Please copy every one of the items below word for word, leaving nothing out.

SUPPLIED DATA:

_____

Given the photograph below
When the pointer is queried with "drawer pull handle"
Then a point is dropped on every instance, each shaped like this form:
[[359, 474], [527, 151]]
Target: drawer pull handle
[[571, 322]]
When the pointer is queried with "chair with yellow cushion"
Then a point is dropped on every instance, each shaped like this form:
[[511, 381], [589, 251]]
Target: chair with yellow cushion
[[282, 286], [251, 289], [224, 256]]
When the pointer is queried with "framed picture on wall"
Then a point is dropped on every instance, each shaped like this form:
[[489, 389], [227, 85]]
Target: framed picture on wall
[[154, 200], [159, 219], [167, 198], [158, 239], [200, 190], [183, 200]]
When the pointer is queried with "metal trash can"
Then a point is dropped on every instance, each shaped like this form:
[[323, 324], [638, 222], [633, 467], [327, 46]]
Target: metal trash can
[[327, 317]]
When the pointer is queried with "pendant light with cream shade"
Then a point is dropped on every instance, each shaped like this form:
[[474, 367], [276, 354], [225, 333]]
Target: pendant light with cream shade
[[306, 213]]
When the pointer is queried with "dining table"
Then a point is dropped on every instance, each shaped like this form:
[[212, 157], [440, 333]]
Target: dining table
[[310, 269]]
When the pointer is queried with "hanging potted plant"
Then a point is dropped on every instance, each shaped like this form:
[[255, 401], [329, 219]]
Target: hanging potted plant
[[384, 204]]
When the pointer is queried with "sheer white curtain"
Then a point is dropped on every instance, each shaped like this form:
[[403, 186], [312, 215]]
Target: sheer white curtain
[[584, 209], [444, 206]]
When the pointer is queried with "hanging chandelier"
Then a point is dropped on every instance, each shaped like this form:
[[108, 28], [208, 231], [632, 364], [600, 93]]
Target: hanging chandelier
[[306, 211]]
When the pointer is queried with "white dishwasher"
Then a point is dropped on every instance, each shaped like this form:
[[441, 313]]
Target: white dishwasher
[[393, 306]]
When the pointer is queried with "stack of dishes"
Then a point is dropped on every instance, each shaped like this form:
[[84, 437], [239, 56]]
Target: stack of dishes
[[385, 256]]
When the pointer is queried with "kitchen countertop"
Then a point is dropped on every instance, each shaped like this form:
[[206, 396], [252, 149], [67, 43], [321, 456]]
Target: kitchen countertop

_____

FINAL ANSWER:
Given the photograph below
When the pointer is queried with "drawer pull handle"
Then a point is dropped on every instance, each shaped like this form:
[[359, 474], [527, 151]]
Target: drawer pull handle
[[571, 322]]
When the pointer is queried with "chair with yellow cushion"
Then a point is dropped on every instance, each shaped like this form:
[[511, 381], [589, 251]]
Target: chair with yellow cushion
[[282, 286], [251, 289], [224, 256]]
When the pointer is queried with "framed picture on wall"
Then a point is dropped on every instance, each shaped like this form:
[[489, 389], [227, 85]]
Target: framed picture on wall
[[154, 200], [159, 219], [167, 198], [158, 239], [200, 190], [183, 200]]
When the pointer is queried with "metal trash can"
Then a point is dropped on every instance, each shaped like this form:
[[323, 324], [638, 222], [633, 467], [327, 46]]
Target: metal trash can
[[327, 317]]
When the pointer is queried with "pendant light with cream shade"
Then a point is dropped on every instance, each shaped like this form:
[[474, 367], [276, 354], [225, 333]]
Target: pendant light with cream shade
[[306, 213]]
When the pointer is queried with "dining table"
Then a point is dropped on every instance, each shaped like this form:
[[212, 157], [440, 333]]
Target: dining table
[[310, 269]]
When the pointer is queried with "hanging potted plant"
Then a point is dropped on every instance, each shaped like this form:
[[255, 401], [329, 219]]
Target: hanging potted plant
[[384, 204]]
When the pointer is queried with "sheer white curtain"
Then a point is dropped on every instance, each shaped like this form:
[[403, 186], [312, 215]]
Target: sheer white curtain
[[584, 209], [444, 206]]
When the pointer is queried with "hanging chandelier"
Then a point is dropped on every instance, each shaped like this form:
[[108, 28], [208, 231], [632, 364], [600, 93]]
Target: hanging chandelier
[[306, 211]]
When the pointer is queried with "white dishwasher"
Then a point is dropped on every instance, each shaped like this form:
[[441, 313]]
Target: white dishwasher
[[393, 306]]
When the pointer is queried with "stack of dishes"
Then a point is dropped on every instance, each shaped like this form:
[[84, 437], [239, 56]]
Target: stack of dishes
[[385, 256]]
When the pointer is queried with "kitchen countertop"
Then a point is dropped on every instance, each shaped like this form:
[[206, 396], [252, 149], [67, 43], [321, 456]]
Target: kitchen countertop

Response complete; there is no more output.